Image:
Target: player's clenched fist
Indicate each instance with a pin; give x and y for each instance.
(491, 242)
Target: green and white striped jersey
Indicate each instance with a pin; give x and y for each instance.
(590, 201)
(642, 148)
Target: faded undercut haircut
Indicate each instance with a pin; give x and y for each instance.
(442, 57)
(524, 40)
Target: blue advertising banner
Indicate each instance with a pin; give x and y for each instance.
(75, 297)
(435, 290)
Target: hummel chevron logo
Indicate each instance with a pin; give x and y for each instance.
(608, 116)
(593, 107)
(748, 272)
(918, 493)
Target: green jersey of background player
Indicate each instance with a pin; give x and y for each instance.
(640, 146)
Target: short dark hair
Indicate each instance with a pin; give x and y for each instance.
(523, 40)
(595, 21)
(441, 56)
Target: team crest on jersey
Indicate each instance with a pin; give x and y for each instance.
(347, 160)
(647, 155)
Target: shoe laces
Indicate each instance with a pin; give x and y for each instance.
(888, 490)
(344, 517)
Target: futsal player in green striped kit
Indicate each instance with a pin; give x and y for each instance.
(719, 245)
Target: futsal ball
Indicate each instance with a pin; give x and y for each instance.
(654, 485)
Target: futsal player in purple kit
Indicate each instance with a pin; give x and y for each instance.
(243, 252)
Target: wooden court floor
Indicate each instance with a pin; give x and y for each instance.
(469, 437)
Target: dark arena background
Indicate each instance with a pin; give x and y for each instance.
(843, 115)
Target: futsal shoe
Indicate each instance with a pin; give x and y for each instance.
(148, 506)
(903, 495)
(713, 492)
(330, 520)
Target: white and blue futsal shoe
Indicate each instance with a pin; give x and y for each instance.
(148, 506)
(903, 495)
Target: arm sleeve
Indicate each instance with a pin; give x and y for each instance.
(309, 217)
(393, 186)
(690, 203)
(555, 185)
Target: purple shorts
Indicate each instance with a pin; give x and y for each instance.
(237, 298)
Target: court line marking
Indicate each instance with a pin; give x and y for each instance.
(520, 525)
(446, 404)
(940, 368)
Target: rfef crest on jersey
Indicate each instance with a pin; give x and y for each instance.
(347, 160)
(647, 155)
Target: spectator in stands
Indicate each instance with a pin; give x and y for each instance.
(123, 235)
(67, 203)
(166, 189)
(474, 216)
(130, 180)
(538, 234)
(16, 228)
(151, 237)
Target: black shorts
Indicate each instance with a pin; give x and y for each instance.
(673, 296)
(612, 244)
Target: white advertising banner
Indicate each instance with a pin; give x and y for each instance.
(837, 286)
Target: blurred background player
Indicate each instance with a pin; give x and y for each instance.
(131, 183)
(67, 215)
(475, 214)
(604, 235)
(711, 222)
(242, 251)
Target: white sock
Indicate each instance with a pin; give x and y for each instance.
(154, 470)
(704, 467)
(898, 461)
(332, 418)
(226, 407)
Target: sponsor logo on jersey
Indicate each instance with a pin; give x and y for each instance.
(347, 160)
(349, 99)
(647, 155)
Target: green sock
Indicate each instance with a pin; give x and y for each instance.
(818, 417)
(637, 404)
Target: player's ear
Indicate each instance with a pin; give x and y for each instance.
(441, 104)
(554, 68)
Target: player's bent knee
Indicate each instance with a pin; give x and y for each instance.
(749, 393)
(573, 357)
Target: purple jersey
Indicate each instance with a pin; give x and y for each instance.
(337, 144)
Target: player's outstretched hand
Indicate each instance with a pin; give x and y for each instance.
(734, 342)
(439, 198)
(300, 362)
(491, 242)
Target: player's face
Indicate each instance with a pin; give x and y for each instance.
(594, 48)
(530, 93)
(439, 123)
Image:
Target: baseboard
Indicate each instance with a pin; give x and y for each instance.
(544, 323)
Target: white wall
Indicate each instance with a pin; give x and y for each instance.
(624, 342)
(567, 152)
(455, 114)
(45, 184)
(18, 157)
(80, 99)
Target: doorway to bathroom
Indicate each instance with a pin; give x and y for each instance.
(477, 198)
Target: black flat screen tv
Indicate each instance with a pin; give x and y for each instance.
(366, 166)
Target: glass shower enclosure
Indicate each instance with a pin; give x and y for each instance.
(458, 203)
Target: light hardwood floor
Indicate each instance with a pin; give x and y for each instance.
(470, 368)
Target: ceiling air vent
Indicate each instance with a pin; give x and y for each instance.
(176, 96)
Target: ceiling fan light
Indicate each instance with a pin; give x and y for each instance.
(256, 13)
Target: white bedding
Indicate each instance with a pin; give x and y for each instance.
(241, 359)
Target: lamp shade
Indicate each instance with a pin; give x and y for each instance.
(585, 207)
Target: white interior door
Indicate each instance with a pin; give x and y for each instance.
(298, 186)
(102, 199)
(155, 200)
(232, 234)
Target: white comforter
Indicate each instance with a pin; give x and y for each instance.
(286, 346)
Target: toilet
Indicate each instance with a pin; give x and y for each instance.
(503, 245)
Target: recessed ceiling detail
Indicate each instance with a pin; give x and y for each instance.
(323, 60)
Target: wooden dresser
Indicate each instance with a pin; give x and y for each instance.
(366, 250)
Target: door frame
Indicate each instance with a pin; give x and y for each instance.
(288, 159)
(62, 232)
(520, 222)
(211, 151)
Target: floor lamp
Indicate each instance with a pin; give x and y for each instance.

§ §

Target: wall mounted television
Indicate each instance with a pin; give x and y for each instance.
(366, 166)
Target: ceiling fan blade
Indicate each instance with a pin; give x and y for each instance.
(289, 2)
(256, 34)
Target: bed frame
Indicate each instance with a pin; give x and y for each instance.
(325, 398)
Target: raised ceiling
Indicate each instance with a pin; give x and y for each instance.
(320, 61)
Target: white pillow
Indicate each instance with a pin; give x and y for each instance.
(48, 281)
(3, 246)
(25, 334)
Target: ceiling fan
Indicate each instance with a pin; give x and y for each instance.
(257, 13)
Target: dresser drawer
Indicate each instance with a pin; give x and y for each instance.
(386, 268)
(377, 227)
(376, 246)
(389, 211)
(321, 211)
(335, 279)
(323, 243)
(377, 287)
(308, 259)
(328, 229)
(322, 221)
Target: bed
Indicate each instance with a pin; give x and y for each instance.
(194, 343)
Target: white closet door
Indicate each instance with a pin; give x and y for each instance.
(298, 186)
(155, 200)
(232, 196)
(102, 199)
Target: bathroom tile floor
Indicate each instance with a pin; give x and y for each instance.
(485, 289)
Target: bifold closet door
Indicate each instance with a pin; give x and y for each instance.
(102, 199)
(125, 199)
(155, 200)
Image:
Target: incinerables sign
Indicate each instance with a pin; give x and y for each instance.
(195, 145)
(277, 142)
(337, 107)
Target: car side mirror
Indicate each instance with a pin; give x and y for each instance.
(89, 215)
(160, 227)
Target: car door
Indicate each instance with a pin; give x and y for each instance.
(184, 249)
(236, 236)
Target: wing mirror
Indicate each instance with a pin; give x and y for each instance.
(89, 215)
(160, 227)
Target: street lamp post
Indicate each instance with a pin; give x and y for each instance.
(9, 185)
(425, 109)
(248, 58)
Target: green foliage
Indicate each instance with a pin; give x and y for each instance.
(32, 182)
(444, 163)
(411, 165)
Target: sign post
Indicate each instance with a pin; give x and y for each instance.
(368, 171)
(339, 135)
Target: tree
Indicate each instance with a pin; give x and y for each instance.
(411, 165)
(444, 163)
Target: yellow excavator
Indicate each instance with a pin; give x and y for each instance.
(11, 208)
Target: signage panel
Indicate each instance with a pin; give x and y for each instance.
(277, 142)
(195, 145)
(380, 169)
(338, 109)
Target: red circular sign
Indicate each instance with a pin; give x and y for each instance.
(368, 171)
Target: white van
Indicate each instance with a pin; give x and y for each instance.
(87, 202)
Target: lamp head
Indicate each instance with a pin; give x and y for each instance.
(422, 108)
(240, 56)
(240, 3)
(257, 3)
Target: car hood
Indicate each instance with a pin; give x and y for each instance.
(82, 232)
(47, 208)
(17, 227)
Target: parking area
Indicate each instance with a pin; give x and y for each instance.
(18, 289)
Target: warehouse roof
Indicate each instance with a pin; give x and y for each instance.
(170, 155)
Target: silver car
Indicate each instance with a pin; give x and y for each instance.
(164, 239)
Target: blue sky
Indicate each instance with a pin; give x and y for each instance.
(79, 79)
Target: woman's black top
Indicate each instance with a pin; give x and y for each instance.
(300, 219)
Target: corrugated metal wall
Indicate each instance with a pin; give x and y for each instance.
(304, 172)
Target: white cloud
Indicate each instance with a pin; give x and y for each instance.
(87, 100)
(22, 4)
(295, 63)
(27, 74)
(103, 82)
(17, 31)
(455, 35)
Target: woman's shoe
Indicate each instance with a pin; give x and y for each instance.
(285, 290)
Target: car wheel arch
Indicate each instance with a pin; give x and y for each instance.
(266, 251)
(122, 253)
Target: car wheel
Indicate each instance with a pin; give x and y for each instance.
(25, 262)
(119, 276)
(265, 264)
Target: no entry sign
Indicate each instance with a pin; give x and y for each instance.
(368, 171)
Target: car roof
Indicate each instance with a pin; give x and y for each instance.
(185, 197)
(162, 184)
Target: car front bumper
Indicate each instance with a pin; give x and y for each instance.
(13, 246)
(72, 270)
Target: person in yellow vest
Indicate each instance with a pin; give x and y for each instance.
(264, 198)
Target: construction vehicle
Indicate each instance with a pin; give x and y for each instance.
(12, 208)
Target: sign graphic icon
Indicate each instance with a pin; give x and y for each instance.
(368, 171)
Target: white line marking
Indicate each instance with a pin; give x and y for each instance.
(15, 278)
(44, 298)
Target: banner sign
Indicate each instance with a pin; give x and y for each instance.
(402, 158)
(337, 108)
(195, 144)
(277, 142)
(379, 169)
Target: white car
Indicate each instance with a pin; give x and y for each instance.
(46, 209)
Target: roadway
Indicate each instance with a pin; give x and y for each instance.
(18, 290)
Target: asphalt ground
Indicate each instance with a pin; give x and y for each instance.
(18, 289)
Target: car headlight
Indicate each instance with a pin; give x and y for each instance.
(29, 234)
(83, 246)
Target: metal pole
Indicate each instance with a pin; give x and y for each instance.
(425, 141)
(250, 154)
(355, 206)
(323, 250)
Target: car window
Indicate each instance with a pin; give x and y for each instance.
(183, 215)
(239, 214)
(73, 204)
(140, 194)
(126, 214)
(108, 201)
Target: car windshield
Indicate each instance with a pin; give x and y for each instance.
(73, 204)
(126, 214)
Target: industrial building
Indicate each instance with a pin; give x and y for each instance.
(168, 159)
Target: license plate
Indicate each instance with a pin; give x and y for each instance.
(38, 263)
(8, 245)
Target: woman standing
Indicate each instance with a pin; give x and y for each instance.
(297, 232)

§ §

▶ **Problem description**:
Only the lines above from the one with "Target: banner sign" up to and including the one with "Target: asphalt ground" should be repeated, exactly as written.

▶ **Worked solution**:
Target: banner sign
Indicate each instance with a pin; give x and y for each instance.
(402, 158)
(337, 108)
(195, 144)
(277, 142)
(379, 169)
Target: white car
Indicate each instance with a pin; give x and y for each instance.
(46, 209)
Target: roadway
Indicate each instance with a pin; give x and y for each instance.
(18, 290)
Target: asphalt ground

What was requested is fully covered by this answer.